### Written task
List every line in the entries below that contains the word "picket".

### Records for the exercise
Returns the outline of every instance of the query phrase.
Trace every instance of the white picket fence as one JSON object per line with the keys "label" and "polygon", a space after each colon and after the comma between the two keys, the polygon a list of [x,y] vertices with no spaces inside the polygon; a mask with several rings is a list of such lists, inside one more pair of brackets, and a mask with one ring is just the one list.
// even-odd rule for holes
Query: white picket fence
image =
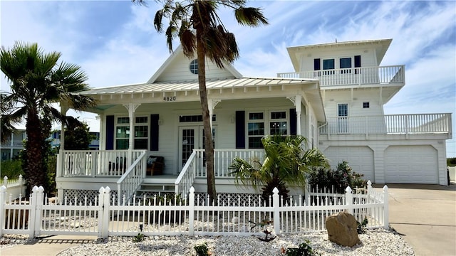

### Written answer
Trace every instance of the white picket fence as one JSON object per line with the keys "label" and "polygon", a space after each colon and after the comma between the two keys, the polygon a list of [x,y] vertices with no spaces inside the polygon; a mask with several rings is a list of such lists, inside one more pair of brackets, and a mask with one ring is just the one list.
Query: white picket fence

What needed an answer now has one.